- Exercise:
Find the lines of data that contain the string "dark", then list them.

- Exercise material:
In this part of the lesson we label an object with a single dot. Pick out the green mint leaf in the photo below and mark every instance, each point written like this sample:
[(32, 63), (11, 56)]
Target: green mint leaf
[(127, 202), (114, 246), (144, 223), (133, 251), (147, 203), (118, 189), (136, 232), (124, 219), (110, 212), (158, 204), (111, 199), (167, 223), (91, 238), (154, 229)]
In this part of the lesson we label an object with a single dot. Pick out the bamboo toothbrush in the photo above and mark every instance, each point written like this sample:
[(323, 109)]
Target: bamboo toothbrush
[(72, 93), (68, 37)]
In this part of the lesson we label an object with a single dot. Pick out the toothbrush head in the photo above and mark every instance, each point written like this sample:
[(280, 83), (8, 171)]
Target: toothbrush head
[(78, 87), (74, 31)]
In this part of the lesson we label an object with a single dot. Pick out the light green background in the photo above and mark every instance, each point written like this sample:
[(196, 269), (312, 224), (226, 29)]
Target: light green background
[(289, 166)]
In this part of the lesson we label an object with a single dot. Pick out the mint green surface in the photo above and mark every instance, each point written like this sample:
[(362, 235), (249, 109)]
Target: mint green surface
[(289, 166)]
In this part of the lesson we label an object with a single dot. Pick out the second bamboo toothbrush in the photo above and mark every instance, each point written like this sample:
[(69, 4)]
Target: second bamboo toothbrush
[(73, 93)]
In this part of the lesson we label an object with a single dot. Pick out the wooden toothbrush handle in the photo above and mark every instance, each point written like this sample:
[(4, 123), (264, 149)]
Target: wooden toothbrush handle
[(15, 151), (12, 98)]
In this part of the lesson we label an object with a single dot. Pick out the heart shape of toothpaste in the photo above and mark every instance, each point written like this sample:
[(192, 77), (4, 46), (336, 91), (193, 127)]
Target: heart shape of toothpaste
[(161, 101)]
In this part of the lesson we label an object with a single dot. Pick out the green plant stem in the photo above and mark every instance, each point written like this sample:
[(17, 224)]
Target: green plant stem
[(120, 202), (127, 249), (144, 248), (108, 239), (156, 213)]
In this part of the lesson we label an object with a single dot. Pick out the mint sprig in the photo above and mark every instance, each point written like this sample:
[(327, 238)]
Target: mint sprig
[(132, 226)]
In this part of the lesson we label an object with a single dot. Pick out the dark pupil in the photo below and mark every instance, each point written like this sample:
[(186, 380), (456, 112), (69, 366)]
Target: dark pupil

- Your response:
In this part of the lesson we label an object with a single dot. Pick out the dark pupil in the photo below and mark every instance, each point written like this sample:
Target: dark pupil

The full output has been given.